Le Conseil d’Etat allait-il ensuite se lancer dans une grande étude pour voir si ces conditions étaient réunies en l’espèce ? Non. Parce qu’il n’avait pas à le faire. Il n’aurait eu à le faire que si le Conseil constitutionnel ne s’était pas déjà prononcé à ce sujet. Or, le Conseil constitutionnel avait déjà tranché ces questions s’agissant de l’ARCOM.

Alors le requérant C8 tenta d’attaquer sous un autre angle, en soulevant en réalité le même moyen, mais via la supposée « incompétence du législateur » en ce domaine. Mais là encore, c’était voué à l’échec.

 

 

4/ Le moyen de l’incompétence négative du législateur n’était ni sérieux, ni nouveau. Et le moyen (un peu entre-mêlé avec celui de l’incompétence négative car les deux logiques se croisent) d’immixtion dans le pénal n’était pas plus solide, loin s’en fallait. Enfin, le Conseil d’Etat, logiquement, n’y voit nulle violation du principe non bis in idem

 

Le Conseil d’Etat n’a en effet pu que constater qu’en ce domaine nulle incompétence négative du législateur n’est à déplorer (i.e. non le législateur n’est pas resté trop en deçà de ce qu’est sa tâche, son obligation, d’encadrement normatif en ce domaine).

....

> _CONSIGNE_
Relevez tous les noms d'institutions et de sociétés cités dans le texte sur le recours de C8, dans l'ordre de leur première apparition. Les enregistrements ne servent à rien ici.

....

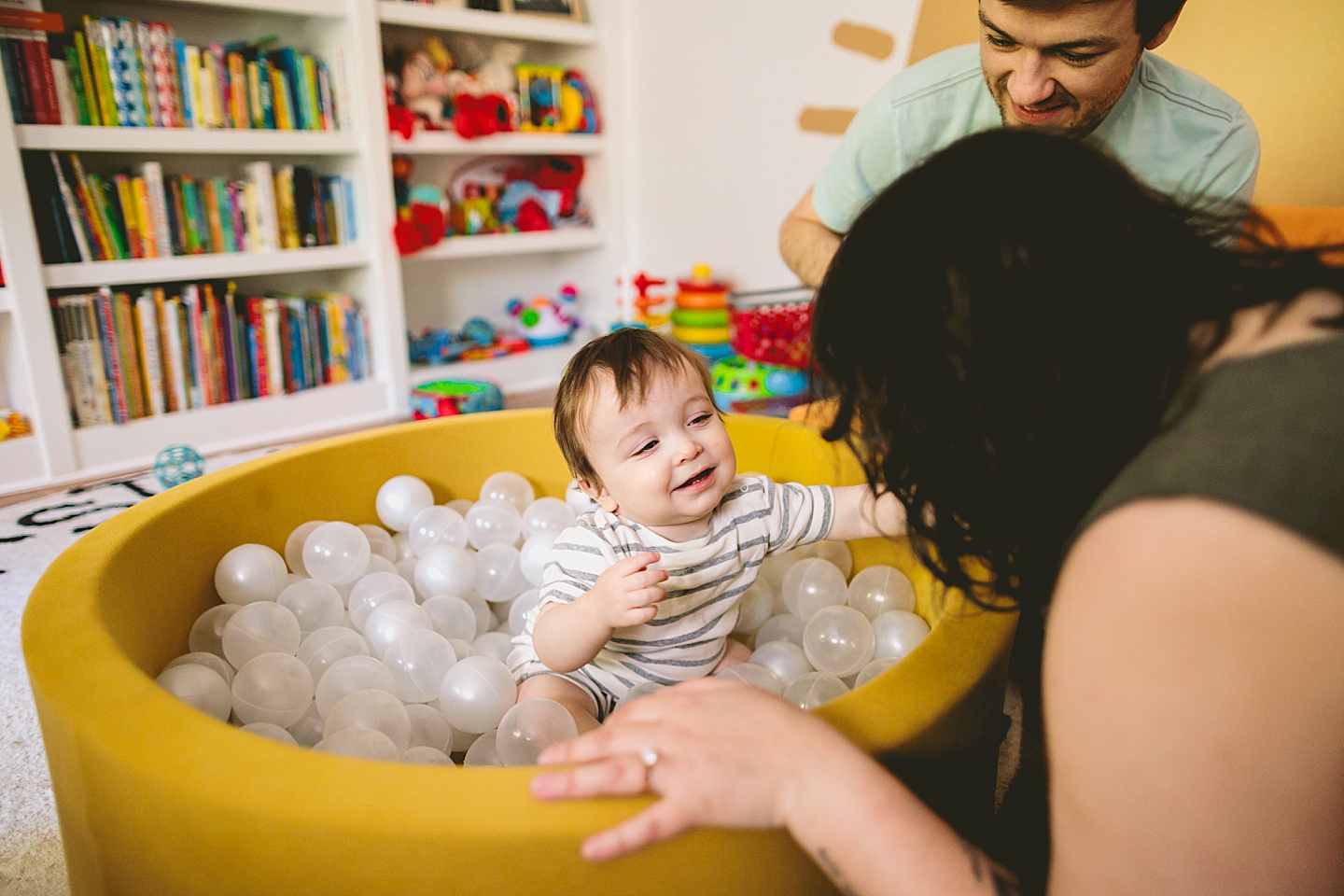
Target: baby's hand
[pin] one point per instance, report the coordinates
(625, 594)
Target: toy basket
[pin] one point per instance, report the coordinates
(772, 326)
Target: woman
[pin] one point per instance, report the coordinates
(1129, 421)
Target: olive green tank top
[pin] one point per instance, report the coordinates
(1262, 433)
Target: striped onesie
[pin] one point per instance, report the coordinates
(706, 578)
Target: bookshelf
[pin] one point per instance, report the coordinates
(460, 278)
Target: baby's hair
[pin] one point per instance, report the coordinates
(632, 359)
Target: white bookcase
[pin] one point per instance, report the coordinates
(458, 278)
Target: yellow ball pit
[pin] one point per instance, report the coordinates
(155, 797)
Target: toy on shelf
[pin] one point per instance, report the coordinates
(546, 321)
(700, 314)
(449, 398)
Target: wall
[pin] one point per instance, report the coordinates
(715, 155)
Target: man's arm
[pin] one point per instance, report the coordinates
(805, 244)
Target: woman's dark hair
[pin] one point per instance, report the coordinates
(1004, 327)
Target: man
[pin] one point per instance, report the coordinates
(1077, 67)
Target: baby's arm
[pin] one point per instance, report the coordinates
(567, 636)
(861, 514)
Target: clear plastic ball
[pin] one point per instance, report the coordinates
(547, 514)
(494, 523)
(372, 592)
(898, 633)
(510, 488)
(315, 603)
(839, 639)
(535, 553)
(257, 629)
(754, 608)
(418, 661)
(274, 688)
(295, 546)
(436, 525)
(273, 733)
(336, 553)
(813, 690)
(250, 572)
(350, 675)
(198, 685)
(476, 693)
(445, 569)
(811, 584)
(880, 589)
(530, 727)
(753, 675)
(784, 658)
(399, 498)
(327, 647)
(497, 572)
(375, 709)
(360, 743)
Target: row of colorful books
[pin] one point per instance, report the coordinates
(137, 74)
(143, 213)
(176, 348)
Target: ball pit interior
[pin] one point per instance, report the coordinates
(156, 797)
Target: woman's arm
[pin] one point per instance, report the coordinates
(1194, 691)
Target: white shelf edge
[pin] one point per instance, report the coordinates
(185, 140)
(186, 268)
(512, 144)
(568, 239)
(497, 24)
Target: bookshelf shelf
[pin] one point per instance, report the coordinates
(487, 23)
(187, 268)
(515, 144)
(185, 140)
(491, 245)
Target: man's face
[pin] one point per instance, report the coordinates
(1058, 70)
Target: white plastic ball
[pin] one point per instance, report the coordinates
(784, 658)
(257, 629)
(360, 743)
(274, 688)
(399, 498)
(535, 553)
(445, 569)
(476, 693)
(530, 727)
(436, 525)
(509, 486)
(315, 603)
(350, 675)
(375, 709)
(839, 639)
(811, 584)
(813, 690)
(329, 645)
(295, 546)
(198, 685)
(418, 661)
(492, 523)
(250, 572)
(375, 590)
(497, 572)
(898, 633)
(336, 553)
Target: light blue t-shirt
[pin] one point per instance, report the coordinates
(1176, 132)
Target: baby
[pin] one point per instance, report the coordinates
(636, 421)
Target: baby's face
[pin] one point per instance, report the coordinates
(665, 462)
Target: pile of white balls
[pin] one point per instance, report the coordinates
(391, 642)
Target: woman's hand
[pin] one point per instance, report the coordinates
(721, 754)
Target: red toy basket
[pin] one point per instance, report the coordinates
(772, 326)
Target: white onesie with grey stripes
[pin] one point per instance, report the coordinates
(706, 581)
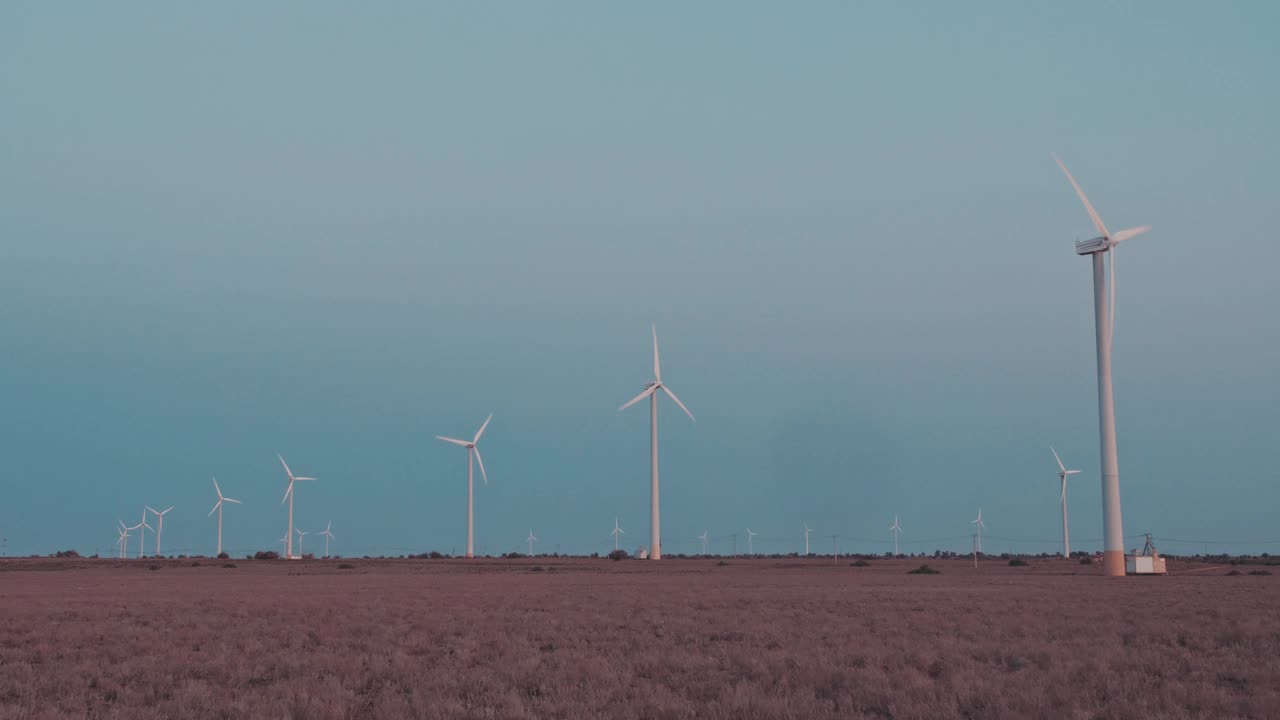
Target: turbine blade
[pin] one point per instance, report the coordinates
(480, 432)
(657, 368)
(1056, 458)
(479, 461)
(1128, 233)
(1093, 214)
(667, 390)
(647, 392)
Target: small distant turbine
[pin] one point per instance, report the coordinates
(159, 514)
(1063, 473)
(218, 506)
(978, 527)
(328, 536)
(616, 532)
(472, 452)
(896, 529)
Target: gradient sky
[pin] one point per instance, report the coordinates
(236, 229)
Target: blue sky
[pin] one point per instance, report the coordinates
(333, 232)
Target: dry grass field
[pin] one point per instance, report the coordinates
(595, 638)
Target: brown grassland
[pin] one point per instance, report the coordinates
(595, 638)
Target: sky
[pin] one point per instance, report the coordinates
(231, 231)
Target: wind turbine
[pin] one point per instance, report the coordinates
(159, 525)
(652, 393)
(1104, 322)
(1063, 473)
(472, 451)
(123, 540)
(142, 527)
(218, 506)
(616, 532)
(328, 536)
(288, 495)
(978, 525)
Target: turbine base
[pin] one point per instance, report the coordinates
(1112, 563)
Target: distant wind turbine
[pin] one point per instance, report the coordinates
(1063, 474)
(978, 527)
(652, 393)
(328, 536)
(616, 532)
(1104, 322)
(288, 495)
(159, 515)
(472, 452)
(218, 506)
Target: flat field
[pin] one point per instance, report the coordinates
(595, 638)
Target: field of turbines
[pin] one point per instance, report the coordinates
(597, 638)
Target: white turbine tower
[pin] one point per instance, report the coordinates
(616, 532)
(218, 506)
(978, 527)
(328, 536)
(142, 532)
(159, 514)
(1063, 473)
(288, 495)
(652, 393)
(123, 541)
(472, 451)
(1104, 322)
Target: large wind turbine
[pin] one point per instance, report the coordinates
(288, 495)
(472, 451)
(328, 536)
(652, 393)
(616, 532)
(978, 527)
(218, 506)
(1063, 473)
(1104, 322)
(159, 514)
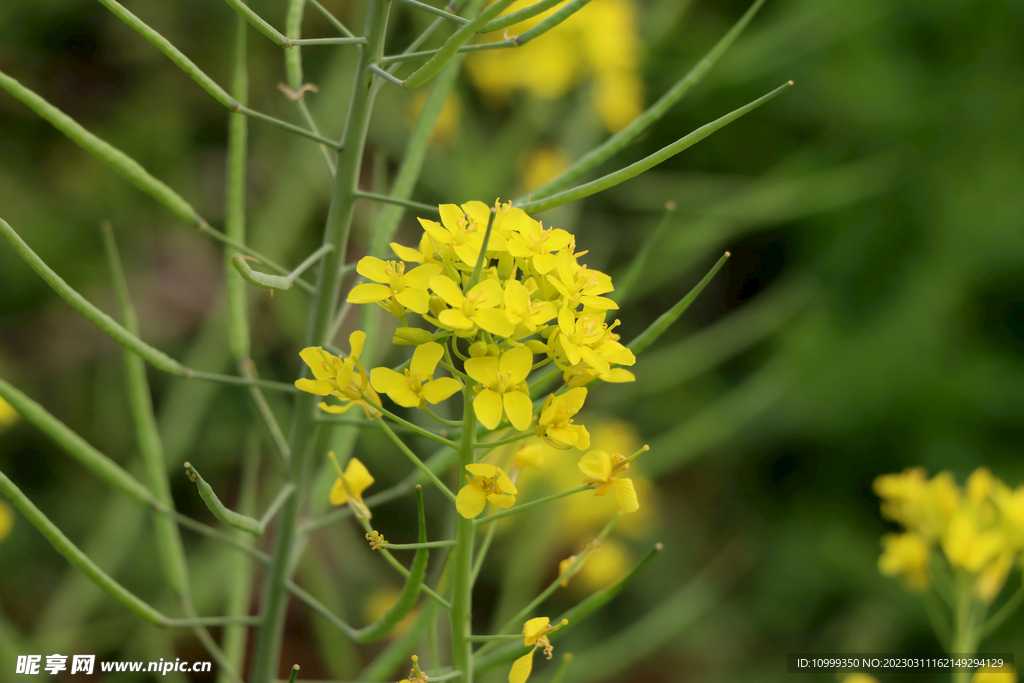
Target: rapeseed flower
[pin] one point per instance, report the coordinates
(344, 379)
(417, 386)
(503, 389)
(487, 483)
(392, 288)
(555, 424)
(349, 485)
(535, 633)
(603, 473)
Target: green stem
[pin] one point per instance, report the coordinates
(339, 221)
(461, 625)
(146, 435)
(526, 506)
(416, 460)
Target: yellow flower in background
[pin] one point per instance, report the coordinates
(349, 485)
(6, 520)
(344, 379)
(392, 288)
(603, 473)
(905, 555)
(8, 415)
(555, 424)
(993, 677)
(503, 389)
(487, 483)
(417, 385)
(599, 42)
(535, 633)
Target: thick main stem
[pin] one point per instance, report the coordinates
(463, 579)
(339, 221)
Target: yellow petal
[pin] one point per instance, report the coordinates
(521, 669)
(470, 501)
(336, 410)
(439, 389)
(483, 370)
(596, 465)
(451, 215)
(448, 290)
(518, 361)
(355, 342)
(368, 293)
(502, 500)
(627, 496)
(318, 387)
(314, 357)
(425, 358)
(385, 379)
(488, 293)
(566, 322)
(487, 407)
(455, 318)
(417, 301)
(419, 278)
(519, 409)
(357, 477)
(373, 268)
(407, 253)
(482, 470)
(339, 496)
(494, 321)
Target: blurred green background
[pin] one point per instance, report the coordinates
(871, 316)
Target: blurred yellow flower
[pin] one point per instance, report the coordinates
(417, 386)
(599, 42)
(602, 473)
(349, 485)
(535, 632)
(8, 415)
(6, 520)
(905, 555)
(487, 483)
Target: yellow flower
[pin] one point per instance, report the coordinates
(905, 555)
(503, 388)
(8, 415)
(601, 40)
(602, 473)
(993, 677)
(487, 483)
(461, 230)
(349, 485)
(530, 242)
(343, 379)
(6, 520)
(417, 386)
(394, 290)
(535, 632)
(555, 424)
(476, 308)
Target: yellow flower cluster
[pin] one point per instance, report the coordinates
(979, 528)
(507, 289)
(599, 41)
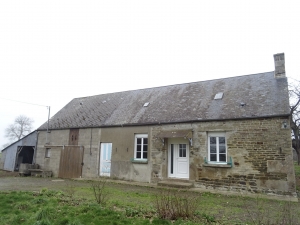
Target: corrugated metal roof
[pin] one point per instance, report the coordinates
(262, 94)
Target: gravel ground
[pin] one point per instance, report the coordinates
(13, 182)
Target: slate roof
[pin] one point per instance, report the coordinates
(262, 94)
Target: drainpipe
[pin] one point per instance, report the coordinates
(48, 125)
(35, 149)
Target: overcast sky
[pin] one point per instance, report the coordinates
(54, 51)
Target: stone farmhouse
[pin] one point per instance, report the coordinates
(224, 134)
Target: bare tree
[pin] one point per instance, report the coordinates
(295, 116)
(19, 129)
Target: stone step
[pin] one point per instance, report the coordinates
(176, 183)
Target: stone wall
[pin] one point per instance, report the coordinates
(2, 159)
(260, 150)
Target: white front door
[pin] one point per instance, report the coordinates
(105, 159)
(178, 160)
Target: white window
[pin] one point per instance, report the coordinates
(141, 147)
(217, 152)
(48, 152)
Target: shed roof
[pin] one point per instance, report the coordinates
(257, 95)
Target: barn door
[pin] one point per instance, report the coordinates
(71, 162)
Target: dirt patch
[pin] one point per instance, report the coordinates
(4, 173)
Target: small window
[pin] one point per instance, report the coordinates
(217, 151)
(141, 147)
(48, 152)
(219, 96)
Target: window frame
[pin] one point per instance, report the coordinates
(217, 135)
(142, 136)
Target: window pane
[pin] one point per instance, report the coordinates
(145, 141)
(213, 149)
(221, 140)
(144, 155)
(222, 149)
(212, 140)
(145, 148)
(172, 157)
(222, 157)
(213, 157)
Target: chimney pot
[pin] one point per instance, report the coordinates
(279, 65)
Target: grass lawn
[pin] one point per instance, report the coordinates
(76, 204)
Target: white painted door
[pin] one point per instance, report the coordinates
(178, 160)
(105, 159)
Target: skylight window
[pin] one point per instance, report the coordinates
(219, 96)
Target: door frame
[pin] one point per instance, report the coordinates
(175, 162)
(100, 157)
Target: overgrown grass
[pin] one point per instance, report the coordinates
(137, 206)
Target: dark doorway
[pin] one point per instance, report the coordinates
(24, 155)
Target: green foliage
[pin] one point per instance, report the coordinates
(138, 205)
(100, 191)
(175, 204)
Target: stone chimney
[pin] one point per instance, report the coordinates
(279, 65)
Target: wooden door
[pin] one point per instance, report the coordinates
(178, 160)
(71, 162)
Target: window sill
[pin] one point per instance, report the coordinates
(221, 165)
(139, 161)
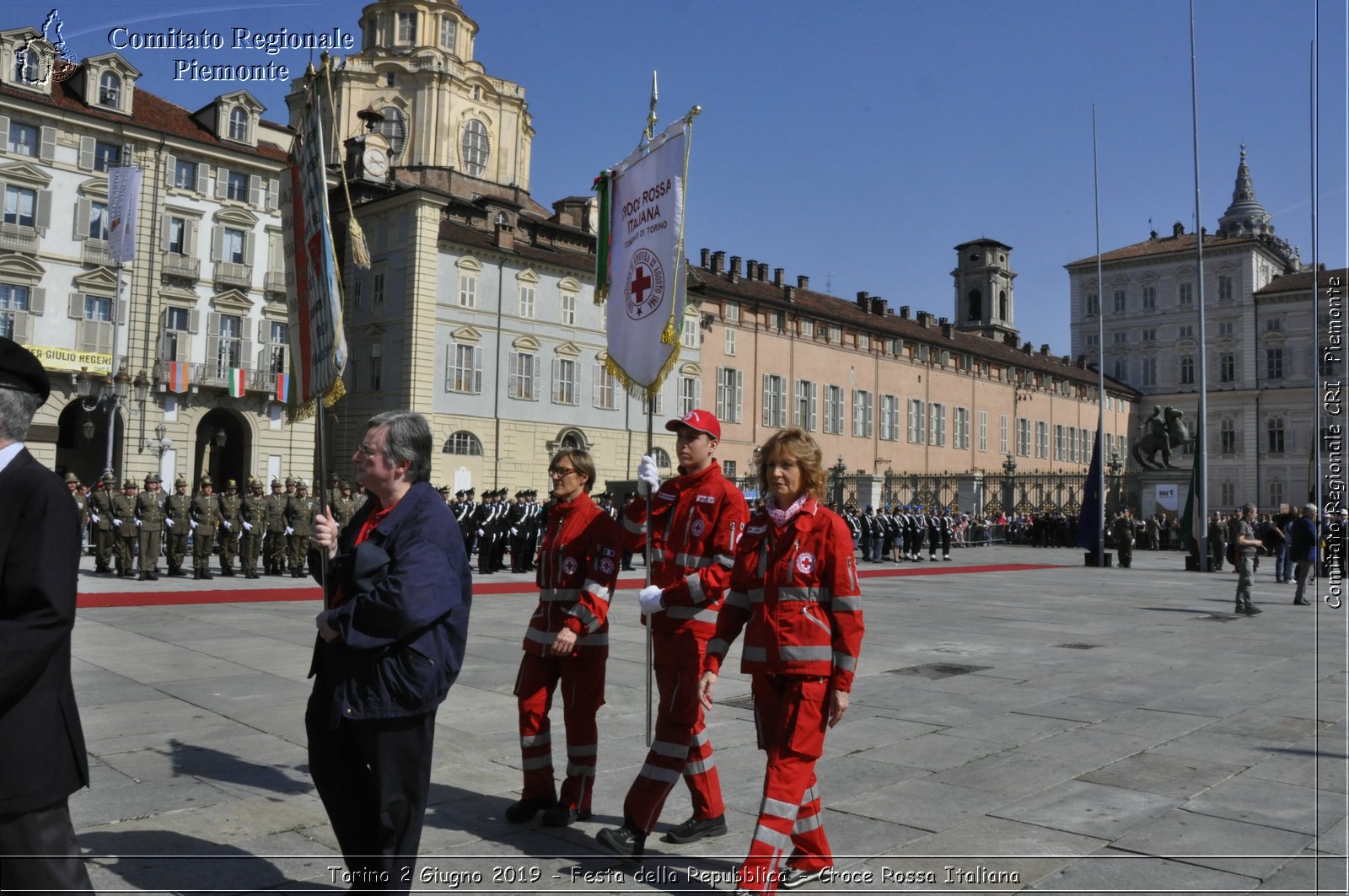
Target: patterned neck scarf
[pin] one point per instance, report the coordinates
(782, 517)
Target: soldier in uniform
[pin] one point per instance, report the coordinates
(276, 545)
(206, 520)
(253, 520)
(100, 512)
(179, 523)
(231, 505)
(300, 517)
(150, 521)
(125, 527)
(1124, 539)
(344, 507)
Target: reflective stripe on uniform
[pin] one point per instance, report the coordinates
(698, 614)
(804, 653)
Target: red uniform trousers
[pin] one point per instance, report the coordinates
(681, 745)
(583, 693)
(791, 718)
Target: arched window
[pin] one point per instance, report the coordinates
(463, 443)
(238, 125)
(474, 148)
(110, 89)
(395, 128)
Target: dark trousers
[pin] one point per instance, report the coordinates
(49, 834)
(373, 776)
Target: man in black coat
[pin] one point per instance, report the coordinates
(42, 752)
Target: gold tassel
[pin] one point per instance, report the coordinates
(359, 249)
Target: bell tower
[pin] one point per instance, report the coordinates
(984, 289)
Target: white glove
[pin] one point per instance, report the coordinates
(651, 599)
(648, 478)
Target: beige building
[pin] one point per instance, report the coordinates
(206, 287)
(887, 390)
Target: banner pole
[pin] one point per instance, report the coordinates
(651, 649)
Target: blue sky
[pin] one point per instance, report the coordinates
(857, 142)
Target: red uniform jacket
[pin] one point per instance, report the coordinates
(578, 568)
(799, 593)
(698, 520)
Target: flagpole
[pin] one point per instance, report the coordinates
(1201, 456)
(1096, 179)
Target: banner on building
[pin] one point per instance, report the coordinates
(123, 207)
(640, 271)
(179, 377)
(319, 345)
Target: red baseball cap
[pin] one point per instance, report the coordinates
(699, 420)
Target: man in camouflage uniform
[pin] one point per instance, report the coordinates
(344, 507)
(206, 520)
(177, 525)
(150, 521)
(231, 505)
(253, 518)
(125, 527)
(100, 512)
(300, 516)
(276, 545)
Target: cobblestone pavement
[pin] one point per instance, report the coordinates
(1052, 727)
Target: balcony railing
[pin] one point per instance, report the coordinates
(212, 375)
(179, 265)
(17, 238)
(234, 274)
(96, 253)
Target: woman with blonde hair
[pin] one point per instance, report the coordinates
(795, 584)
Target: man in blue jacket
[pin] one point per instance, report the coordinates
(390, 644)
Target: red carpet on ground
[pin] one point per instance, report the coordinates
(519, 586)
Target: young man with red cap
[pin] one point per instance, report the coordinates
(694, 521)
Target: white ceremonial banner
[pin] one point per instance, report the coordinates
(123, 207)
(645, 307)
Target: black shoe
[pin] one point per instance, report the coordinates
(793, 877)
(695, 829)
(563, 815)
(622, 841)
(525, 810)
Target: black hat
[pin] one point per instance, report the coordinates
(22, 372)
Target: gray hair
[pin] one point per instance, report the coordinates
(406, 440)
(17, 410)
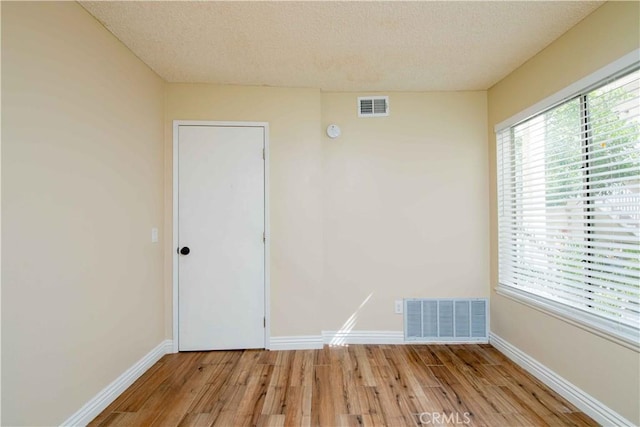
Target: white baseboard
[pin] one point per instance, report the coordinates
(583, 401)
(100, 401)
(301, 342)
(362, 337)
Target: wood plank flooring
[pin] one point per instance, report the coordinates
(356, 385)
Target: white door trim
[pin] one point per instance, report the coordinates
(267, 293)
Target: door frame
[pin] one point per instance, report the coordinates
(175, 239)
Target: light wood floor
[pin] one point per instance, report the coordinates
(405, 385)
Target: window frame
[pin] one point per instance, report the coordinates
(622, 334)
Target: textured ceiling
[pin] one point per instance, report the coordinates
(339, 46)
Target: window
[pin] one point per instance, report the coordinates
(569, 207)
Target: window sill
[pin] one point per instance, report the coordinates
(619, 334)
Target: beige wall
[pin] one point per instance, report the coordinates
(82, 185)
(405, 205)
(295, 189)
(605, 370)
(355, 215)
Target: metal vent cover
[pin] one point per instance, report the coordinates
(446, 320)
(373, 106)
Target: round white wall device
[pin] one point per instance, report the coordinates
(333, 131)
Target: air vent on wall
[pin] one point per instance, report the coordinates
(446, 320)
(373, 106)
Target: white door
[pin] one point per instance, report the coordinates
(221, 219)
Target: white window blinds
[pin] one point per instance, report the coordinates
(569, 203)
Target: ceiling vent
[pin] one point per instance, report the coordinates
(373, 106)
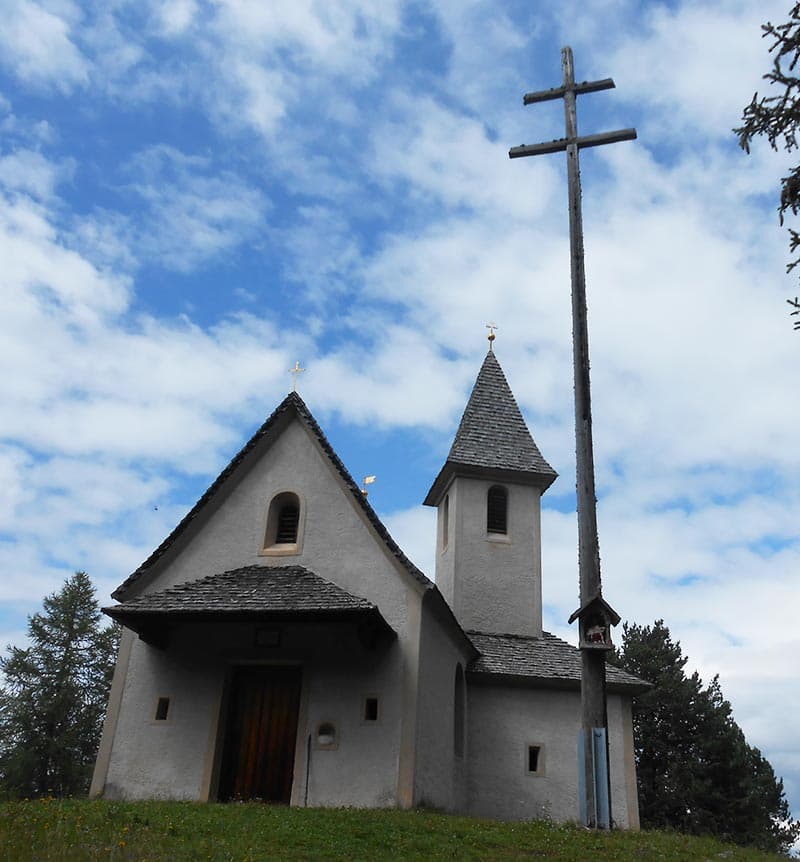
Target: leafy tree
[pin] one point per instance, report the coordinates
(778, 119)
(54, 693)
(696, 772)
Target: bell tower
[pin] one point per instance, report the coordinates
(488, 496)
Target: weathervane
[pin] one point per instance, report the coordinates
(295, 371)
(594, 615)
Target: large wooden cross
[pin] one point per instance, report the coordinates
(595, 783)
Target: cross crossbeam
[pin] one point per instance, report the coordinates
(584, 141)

....

> _RÉPONSE_
Conseil d'Etat, Conseil constitutionnel, ARCOM, C8